- **Set exercise**
Rename "bounding box" to "enclosing box" throughout the items below, keeping every other word and line as it is.

Records contained in a dataset
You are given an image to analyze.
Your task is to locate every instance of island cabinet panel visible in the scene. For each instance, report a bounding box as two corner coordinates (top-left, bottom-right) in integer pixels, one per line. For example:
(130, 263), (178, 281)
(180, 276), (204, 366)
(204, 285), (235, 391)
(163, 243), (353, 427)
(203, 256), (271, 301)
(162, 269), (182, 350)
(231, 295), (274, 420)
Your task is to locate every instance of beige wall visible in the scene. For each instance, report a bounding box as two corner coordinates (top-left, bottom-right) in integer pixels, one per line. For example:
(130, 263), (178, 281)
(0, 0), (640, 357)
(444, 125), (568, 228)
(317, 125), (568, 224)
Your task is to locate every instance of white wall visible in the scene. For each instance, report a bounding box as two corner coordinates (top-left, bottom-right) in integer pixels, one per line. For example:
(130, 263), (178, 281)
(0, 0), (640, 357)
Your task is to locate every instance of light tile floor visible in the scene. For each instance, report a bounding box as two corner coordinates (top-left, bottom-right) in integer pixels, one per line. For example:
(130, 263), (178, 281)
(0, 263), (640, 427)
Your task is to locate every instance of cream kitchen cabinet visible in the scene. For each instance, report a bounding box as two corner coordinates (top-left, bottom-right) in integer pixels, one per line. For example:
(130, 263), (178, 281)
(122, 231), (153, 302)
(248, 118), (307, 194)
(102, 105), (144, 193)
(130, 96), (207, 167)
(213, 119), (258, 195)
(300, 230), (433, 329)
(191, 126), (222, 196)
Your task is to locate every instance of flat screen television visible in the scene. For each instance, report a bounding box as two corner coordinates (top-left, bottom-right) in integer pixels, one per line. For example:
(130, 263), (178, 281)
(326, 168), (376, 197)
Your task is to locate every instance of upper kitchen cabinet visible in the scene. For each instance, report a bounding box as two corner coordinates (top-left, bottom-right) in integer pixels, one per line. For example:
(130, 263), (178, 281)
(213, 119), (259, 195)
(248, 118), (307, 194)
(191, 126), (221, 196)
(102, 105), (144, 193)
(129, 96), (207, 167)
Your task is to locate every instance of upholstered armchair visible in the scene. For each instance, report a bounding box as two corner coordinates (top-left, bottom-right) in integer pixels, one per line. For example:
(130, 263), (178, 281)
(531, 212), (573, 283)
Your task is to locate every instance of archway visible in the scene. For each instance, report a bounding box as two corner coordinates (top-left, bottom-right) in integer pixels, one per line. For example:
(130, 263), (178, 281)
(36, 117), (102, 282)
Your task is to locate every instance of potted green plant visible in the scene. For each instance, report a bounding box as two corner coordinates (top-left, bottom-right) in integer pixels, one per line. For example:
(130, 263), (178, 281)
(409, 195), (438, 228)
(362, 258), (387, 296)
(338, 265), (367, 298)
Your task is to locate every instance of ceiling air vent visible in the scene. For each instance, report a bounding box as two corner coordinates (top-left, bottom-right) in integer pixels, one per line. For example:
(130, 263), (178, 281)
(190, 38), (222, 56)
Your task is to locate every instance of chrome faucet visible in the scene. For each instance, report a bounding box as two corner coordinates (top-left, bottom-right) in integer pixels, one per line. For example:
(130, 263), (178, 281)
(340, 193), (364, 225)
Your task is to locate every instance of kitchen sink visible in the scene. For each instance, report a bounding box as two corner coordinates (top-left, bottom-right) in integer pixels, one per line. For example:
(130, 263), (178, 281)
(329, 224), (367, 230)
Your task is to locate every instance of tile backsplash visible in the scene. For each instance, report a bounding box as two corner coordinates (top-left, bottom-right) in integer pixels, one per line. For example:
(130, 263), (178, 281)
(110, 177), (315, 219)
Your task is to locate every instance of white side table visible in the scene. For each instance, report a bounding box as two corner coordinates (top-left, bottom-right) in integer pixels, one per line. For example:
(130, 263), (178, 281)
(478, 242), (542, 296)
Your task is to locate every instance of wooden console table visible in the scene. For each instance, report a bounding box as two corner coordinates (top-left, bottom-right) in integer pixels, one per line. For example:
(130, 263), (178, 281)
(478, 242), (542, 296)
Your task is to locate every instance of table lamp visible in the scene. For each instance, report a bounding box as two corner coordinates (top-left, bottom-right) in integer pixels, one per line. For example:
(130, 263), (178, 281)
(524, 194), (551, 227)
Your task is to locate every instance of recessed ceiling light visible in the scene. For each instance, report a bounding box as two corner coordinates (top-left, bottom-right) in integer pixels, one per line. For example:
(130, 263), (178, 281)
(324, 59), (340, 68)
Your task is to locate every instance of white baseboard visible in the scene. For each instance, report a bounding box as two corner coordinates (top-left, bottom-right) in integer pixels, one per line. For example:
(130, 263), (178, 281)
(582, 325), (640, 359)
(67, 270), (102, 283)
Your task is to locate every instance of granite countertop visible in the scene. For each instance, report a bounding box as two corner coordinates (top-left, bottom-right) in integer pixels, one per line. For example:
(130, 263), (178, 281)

- **Task result**
You are given an image to analyze.
Your task is to locate every instance of island cabinet panel visible in the scene. For each instance, report a enclosing box as two corner coordinates (top-left, bottom-right) in integer pixels, one per line. For example:
(130, 263), (178, 281)
(180, 276), (204, 366)
(204, 285), (235, 391)
(163, 243), (353, 427)
(203, 256), (271, 301)
(162, 269), (182, 350)
(231, 295), (274, 420)
Your task is to locate every instance of beige wall visible in the scene. For each instance, report a enclosing box as two corner coordinates (top-left, bottom-right) in integer pixels, one per line. For example:
(130, 263), (178, 281)
(0, 0), (640, 357)
(444, 125), (568, 228)
(317, 125), (568, 224)
Your task is to locate every instance of white wall visible in the scene. For each instance, report a enclosing box as two corner coordinates (top-left, bottom-right) in integer pixels, one per line. For example:
(130, 263), (178, 281)
(0, 0), (640, 357)
Your task is to locate every instance of light tile floor visible in the scene. For each instance, report a enclosing box as two corner coordinates (top-left, bottom-right) in integer pixels, one per line. For example:
(130, 263), (178, 281)
(0, 263), (640, 427)
Your task is to locate every instance of cream kitchen cabinet visible in the scene. For each instance, report a enclosing box as two corner coordinates (top-left, bottom-right) in integer pixels, one per line. For example:
(130, 263), (178, 281)
(122, 231), (153, 302)
(248, 118), (307, 194)
(102, 105), (144, 193)
(130, 96), (207, 167)
(213, 119), (258, 195)
(300, 230), (433, 329)
(191, 126), (222, 196)
Your task is to locate every instance of flat screen television visible in the scene. For each instance, report a enclosing box as two corner coordinates (top-left, bottom-right) in integer pixels, one per line. For example:
(130, 263), (178, 281)
(326, 168), (376, 197)
Your task is to locate every instance of upper kitchen cabinet visible in the scene. For each instance, report a enclosing box as two corner coordinates (top-left, bottom-right) in integer pixels, one per line. For example:
(130, 263), (178, 281)
(213, 119), (259, 195)
(248, 118), (307, 194)
(191, 126), (221, 196)
(102, 105), (144, 193)
(129, 96), (207, 167)
Your task is to locate every instance of upholstered armchair visible in the scene. For each instance, report a enclosing box as two corner coordinates (top-left, bottom-right) in integer pixels, one per line. For example:
(130, 263), (178, 281)
(531, 212), (573, 283)
Your task is to locate every instance of archway visible in the scene. For each instance, report a enclosing box as two corner coordinates (top-left, bottom-right) in integer pixels, one per line. For example:
(130, 263), (178, 281)
(36, 117), (102, 282)
Your task is to locate every instance of potted green plant visible in the scene. For each instance, report a enclosing box as two corner coordinates (top-left, bottom-right) in integer pixels, one per line. For example:
(130, 263), (178, 281)
(409, 195), (438, 228)
(362, 258), (387, 296)
(338, 265), (367, 298)
Your task is to locate every instance of ceiling air vent visible in the scene. For each instance, report a enclosing box as two corner coordinates (top-left, bottom-right) in integer pixels, one per line. For example:
(130, 263), (178, 281)
(190, 38), (222, 56)
Your task is to locate every instance of chrome faucet visible in the scene. For each instance, report a enclosing box as two corner coordinates (top-left, bottom-right) in integer pixels, one per line. For example:
(130, 263), (178, 281)
(340, 193), (364, 225)
Your task is to locate every instance of kitchen sink visible in the scene. For each instance, report a enclosing box as two corner coordinates (top-left, bottom-right) in integer pixels, one per line. For example:
(130, 263), (178, 281)
(329, 224), (367, 230)
Your task is to locate every instance of tile backsplash visible in the scene. For each instance, report a enclosing box as two corner coordinates (top-left, bottom-right) in integer pixels, one per line. For example:
(130, 263), (178, 281)
(110, 177), (315, 219)
Your task is to locate every instance of white side table visible in the scene. For each instance, report a enclosing box as two corner coordinates (top-left, bottom-right) in integer pixels, one per line. For example:
(130, 263), (178, 281)
(478, 242), (542, 296)
Your task is to locate every instance of wooden console table visible in the scene. For each instance, report a enclosing box as two corner coordinates (top-left, bottom-right) in integer pixels, one per line. For example:
(130, 263), (178, 281)
(478, 242), (542, 296)
Your task is to locate every instance of table lamp visible in the scene. For each instance, report a enclosing box as two corner coordinates (top-left, bottom-right) in integer pixels, one per line. For example:
(130, 263), (178, 281)
(524, 194), (551, 227)
Your task is to locate every instance of recessed ceiling light visible in the scene. For each instance, report a enclosing box as two corner coordinates (top-left, bottom-right) in integer pixels, one per line. For example:
(130, 263), (178, 281)
(324, 59), (340, 68)
Your task is to locate every instance of white baseboard visible in the scene. For each instance, report a enclosing box as two corner coordinates (top-left, bottom-right) in integer pixels, one per line. For example:
(130, 263), (178, 281)
(582, 325), (640, 359)
(67, 270), (102, 283)
Your task is to locate every instance of granite countertop visible in the scene. For each instance, report a enclosing box as two corner coordinates (top-left, bottom-right) in integer pixels, one per line. For example:
(130, 263), (178, 281)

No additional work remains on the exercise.